### DIRECTIONS
Repeat exactly, and only, the lines from the line containing "Every instance of the player's number" through the last line of the records below, including both.

------------------------------------------------------------------------

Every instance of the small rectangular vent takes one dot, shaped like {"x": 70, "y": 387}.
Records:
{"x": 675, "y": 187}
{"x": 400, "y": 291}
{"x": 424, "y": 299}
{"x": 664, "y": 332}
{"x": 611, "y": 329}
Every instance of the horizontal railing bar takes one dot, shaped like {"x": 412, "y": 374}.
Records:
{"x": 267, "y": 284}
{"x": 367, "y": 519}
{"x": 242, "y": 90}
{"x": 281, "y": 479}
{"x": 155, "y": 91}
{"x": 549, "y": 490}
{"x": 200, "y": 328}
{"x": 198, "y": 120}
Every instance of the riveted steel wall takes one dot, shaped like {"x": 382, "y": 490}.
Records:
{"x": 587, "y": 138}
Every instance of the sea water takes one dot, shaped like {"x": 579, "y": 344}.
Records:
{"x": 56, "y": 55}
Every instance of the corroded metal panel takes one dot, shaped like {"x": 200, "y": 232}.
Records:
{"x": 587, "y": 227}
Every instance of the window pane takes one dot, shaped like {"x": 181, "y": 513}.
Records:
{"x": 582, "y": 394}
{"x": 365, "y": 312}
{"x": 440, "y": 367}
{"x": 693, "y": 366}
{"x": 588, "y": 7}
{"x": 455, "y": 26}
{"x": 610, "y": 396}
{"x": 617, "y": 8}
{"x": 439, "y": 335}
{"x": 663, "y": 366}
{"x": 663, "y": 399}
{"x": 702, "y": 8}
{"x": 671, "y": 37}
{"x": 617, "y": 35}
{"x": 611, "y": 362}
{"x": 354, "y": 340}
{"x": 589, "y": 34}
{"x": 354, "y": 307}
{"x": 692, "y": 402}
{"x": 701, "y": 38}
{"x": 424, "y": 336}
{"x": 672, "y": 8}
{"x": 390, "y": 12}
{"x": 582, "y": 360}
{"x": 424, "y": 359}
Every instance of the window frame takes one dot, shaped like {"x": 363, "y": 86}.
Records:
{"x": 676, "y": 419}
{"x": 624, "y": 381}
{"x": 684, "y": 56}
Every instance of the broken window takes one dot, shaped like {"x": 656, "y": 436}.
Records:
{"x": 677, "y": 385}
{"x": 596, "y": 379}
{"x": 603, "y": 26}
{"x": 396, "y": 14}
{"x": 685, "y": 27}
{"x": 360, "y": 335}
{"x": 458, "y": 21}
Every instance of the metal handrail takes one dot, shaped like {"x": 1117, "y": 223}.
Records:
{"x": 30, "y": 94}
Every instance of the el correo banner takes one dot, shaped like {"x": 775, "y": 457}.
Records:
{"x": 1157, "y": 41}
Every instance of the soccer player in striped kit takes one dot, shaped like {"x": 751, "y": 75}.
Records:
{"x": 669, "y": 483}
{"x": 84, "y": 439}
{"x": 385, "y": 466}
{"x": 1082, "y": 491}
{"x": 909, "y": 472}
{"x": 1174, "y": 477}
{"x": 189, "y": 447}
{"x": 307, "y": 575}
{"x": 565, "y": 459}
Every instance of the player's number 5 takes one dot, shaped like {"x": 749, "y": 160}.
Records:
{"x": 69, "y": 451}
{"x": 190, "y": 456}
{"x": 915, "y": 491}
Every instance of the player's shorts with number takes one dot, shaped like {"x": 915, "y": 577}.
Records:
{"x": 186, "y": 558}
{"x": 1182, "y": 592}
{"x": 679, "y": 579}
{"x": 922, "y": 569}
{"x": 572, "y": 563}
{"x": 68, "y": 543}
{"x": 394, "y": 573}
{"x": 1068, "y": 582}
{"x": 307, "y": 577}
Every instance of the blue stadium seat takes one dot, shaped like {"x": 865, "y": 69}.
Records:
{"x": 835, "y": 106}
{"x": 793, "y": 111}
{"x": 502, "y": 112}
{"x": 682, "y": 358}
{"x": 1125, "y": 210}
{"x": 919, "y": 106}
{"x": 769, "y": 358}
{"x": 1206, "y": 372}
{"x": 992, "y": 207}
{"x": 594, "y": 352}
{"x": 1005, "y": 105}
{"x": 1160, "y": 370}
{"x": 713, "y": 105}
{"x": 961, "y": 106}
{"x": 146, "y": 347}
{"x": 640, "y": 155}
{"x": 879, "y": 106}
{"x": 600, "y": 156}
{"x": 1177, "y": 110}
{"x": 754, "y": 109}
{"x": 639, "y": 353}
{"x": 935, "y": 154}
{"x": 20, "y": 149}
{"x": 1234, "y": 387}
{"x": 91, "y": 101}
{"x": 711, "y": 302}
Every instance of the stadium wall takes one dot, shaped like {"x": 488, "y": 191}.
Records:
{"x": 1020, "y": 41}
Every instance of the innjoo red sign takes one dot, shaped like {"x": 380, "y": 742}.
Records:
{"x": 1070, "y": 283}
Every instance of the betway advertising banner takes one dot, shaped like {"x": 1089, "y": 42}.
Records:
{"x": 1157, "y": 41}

------------------------------------------------------------------------

### EXERCISE SOLUTION
Every instance of the player's number 5 takes one dot, shaped like {"x": 749, "y": 160}.
Records:
{"x": 69, "y": 451}
{"x": 190, "y": 456}
{"x": 915, "y": 491}
Every instance of the player's shorts with number takes one dot, shaped like {"x": 915, "y": 577}.
Records:
{"x": 186, "y": 558}
{"x": 1182, "y": 592}
{"x": 679, "y": 579}
{"x": 922, "y": 569}
{"x": 572, "y": 563}
{"x": 68, "y": 543}
{"x": 394, "y": 573}
{"x": 1068, "y": 582}
{"x": 307, "y": 577}
Every instance of the blue stadium seat takes one dot, shaped like {"x": 865, "y": 69}.
Records:
{"x": 835, "y": 106}
{"x": 793, "y": 111}
{"x": 502, "y": 112}
{"x": 682, "y": 358}
{"x": 1125, "y": 210}
{"x": 919, "y": 106}
{"x": 769, "y": 358}
{"x": 1206, "y": 372}
{"x": 992, "y": 207}
{"x": 594, "y": 352}
{"x": 1005, "y": 105}
{"x": 1160, "y": 370}
{"x": 713, "y": 105}
{"x": 961, "y": 106}
{"x": 146, "y": 347}
{"x": 640, "y": 155}
{"x": 879, "y": 106}
{"x": 600, "y": 156}
{"x": 1177, "y": 110}
{"x": 754, "y": 109}
{"x": 639, "y": 353}
{"x": 935, "y": 154}
{"x": 20, "y": 149}
{"x": 1234, "y": 387}
{"x": 91, "y": 101}
{"x": 711, "y": 302}
Every instance of the stadium wall takes one dot, shaped like {"x": 488, "y": 191}.
Records:
{"x": 1020, "y": 41}
Every instance of the innjoo red sign takes one dot, shaped like {"x": 380, "y": 742}.
Records:
{"x": 1070, "y": 283}
Every instance of the betway advertising banner takes one dot, shaped like {"x": 1089, "y": 42}.
Records:
{"x": 1157, "y": 41}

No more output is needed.